### Your assignment
In the entries below, find the line with "Target: front tire" and the line with "Target: toyota emblem". Print those two and everything between them exactly, and nothing else.
[[ Data under study open ]]
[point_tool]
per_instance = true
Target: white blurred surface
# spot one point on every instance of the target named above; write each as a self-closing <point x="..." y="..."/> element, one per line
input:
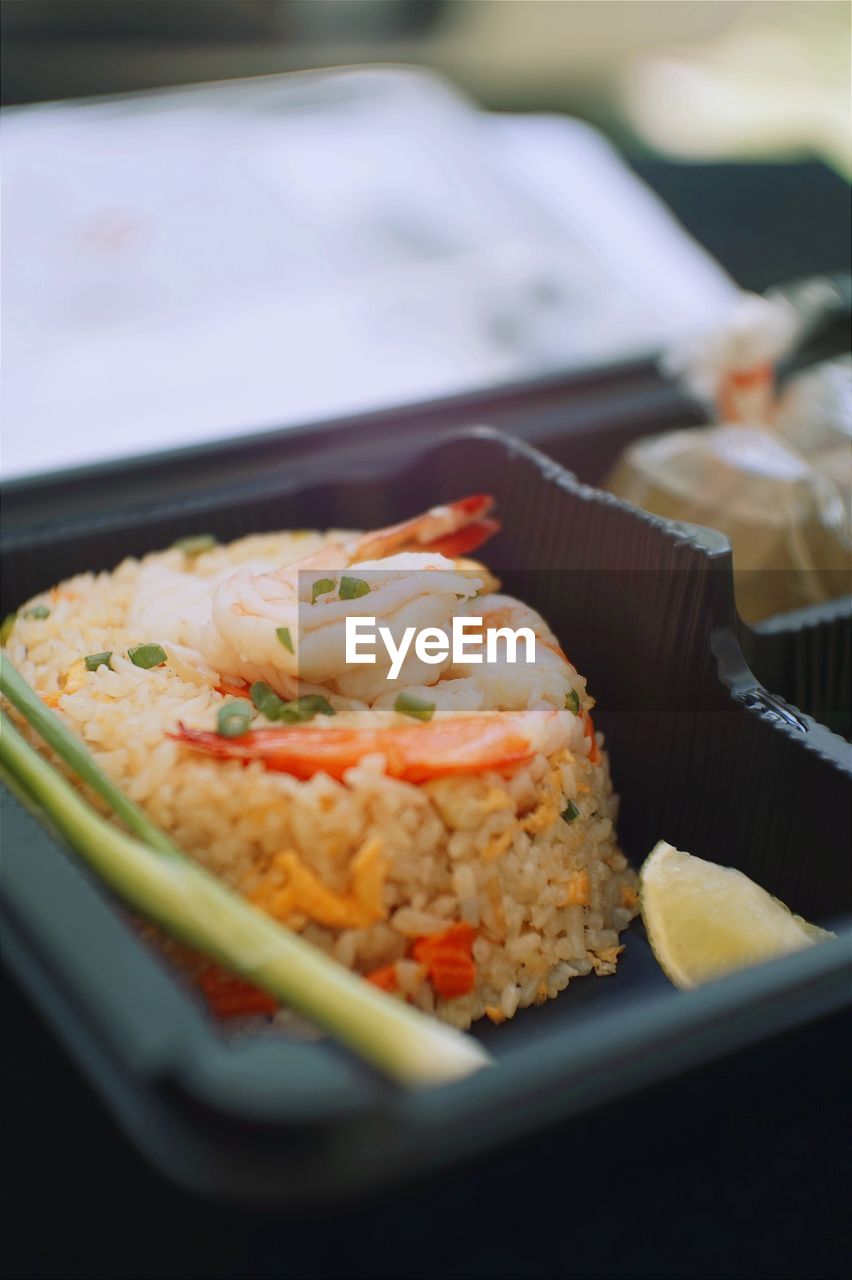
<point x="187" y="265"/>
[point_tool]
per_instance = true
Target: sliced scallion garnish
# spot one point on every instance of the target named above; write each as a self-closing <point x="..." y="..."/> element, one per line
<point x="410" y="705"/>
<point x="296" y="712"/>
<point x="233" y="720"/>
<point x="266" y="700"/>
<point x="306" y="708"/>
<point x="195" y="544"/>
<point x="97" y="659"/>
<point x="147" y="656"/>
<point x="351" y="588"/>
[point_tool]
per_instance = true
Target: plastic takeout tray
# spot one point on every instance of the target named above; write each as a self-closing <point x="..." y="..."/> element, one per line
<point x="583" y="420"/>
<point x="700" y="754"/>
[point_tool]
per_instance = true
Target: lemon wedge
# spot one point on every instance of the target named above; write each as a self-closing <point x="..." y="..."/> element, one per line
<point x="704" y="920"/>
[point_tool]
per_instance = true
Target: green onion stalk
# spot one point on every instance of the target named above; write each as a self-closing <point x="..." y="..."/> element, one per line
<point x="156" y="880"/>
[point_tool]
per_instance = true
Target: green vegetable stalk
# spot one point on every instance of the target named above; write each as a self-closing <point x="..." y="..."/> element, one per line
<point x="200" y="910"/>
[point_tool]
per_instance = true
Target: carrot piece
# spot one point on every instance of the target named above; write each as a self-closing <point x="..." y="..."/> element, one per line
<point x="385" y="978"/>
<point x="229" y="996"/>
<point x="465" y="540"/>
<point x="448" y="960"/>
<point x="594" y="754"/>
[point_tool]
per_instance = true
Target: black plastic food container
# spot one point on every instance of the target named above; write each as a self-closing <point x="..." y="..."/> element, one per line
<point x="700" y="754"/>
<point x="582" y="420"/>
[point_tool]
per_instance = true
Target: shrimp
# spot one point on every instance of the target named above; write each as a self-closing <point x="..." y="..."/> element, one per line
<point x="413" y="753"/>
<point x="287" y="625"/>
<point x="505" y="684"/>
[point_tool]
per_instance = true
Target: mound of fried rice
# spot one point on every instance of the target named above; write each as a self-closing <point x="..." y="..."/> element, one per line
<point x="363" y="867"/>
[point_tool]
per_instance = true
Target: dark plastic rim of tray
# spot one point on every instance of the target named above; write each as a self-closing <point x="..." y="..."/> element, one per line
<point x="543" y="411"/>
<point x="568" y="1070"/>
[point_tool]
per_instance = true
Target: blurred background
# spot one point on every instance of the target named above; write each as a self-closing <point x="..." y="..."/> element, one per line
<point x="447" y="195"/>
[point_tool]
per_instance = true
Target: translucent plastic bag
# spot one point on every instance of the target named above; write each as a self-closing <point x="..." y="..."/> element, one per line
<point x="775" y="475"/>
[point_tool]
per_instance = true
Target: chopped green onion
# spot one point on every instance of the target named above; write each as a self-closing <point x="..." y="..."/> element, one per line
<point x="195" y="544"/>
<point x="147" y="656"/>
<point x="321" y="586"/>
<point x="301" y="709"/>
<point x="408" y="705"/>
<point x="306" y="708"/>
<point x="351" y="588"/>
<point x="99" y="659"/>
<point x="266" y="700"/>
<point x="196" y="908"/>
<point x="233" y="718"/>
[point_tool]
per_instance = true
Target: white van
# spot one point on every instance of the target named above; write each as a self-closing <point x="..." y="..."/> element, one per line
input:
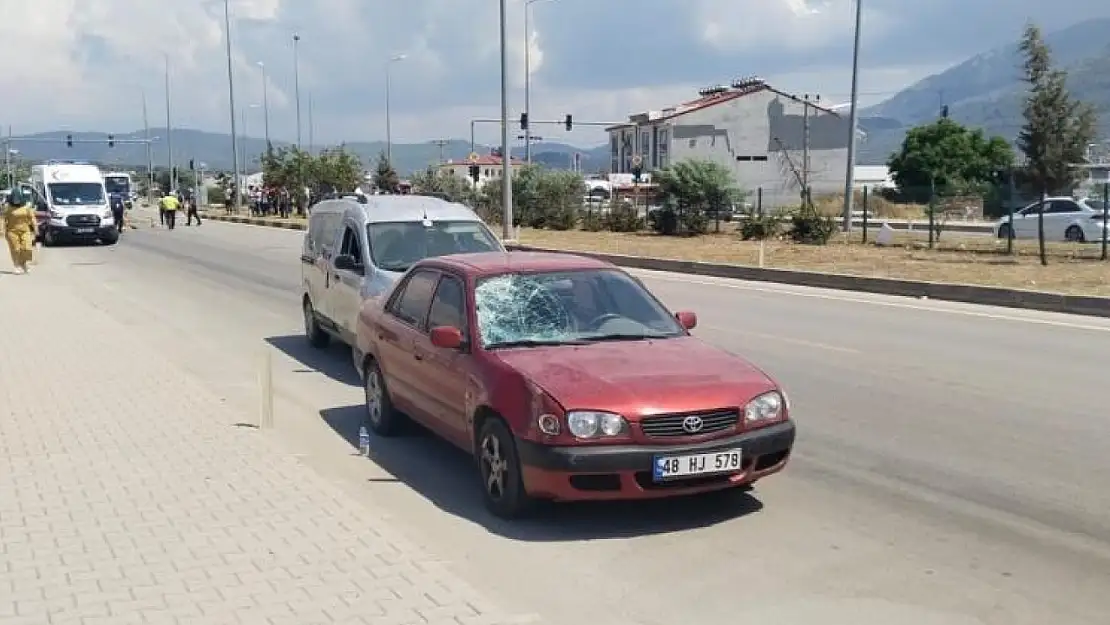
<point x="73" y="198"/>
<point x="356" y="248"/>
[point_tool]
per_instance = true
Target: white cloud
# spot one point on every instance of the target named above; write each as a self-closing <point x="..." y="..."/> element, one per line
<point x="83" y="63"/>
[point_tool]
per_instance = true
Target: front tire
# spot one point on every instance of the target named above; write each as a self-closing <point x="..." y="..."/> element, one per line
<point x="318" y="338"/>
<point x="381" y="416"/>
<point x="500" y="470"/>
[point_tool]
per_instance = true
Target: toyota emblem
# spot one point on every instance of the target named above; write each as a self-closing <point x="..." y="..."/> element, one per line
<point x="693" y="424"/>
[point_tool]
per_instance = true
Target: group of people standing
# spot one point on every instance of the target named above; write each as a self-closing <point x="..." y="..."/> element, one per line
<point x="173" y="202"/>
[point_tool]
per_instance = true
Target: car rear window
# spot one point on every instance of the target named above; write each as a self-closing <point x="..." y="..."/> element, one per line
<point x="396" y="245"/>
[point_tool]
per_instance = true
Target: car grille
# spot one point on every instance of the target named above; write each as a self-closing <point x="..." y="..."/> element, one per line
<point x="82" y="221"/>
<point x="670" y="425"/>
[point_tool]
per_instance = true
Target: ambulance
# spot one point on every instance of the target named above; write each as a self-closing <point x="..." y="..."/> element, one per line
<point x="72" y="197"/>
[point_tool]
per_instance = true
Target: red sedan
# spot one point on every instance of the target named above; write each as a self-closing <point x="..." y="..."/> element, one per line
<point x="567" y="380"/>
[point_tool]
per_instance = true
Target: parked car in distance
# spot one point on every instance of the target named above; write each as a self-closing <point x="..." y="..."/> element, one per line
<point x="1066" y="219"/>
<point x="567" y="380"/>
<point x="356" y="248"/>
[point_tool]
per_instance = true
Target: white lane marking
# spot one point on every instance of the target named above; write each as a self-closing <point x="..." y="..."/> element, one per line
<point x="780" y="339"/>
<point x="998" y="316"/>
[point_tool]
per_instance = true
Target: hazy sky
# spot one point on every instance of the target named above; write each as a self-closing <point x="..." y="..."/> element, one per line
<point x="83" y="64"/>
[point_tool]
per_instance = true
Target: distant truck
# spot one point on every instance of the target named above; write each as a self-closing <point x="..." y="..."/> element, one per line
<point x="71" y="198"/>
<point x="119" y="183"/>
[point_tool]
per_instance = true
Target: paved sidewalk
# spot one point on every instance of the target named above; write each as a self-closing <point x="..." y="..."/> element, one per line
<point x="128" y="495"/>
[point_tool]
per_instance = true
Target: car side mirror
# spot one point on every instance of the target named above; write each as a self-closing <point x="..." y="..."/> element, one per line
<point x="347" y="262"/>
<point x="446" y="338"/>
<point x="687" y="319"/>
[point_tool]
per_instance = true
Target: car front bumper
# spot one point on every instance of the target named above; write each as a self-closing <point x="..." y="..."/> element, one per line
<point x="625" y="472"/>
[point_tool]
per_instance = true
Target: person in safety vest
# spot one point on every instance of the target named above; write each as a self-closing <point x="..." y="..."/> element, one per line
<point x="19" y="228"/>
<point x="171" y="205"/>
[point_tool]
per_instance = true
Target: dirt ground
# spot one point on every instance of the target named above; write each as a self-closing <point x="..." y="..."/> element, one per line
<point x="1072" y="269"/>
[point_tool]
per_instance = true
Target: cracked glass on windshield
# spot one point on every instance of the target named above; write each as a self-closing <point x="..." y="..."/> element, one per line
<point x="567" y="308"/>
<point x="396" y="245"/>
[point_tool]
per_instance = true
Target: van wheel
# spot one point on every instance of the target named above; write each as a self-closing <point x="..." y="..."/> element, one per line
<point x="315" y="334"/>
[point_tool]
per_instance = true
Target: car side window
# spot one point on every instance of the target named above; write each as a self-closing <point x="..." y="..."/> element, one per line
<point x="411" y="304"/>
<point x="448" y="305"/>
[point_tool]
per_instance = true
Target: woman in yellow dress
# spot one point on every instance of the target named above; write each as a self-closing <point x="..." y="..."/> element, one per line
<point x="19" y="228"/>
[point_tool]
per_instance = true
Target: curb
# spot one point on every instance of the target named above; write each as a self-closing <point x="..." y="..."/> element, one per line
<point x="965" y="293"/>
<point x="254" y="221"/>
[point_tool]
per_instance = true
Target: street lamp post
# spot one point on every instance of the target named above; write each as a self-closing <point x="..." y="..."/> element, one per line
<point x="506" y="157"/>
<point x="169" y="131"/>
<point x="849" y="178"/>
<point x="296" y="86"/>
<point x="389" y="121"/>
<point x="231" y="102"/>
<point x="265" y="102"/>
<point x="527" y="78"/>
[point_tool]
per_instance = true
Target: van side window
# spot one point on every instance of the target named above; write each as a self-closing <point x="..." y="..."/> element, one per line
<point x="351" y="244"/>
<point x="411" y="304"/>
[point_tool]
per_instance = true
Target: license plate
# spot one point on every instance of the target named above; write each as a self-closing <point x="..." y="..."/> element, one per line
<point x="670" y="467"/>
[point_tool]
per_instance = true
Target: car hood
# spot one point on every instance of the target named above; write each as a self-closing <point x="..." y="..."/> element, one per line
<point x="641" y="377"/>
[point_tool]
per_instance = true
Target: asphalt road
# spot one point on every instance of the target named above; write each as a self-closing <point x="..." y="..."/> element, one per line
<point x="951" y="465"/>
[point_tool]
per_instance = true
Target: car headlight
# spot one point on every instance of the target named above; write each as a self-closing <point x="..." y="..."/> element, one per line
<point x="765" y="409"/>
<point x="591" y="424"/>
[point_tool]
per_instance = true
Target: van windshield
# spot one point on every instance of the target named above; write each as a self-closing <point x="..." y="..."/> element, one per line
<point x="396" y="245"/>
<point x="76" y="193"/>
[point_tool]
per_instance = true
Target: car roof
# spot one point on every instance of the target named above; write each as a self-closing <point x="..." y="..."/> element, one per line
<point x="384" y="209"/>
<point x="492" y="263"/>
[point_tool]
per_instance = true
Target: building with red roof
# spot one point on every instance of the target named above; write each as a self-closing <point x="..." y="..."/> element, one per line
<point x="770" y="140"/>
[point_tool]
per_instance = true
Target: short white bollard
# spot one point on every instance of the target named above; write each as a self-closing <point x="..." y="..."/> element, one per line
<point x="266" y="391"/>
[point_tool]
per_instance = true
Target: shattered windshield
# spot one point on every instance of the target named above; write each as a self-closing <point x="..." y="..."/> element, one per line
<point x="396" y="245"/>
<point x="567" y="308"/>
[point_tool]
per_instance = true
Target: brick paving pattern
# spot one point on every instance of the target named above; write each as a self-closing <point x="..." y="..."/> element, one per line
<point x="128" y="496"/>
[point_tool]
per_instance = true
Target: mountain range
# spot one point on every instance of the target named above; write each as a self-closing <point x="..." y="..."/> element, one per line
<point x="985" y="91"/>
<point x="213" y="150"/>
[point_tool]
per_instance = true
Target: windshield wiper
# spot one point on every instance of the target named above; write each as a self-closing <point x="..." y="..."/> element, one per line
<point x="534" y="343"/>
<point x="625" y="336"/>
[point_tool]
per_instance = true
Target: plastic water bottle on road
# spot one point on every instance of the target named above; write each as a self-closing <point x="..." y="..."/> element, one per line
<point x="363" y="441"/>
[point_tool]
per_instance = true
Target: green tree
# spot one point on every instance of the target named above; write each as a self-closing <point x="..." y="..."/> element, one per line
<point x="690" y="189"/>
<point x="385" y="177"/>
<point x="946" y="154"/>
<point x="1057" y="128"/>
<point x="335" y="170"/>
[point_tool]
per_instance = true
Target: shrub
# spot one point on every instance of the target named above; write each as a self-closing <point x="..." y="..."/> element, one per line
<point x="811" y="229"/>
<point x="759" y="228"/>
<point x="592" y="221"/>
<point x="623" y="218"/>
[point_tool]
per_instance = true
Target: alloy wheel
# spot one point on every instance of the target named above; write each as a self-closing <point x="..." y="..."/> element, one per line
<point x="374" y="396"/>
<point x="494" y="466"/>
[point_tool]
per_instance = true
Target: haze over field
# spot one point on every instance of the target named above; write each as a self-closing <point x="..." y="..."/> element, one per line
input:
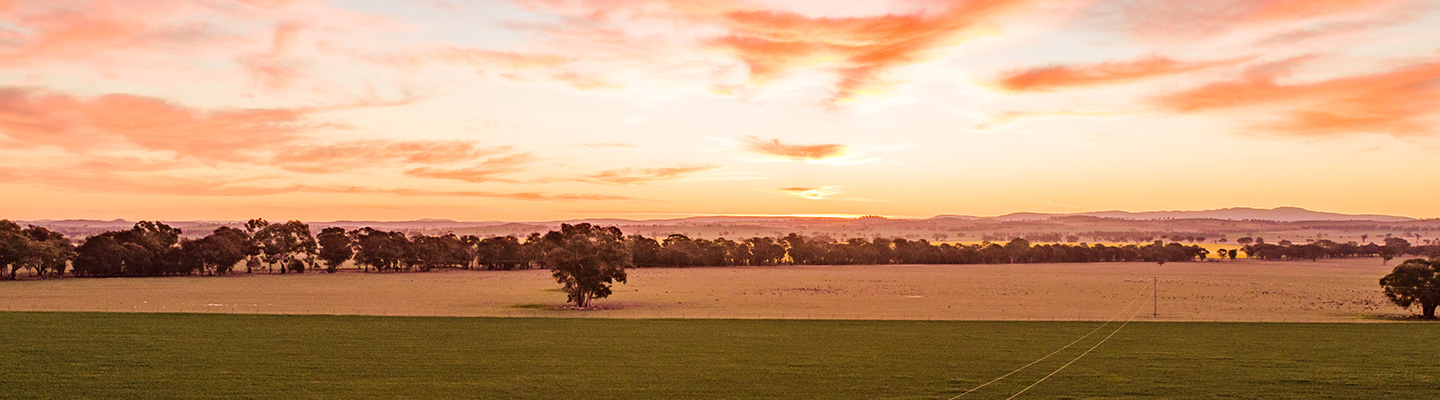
[[ Data under study closed ]]
### Solution for this exercise
Target: front tire
# spot one point on every instance of the target named above; write each as a self-closing <point x="..." y="..."/> element, one per line
<point x="318" y="338"/>
<point x="381" y="416"/>
<point x="500" y="470"/>
[point_tool]
per_instance = true
Target: toyota emblem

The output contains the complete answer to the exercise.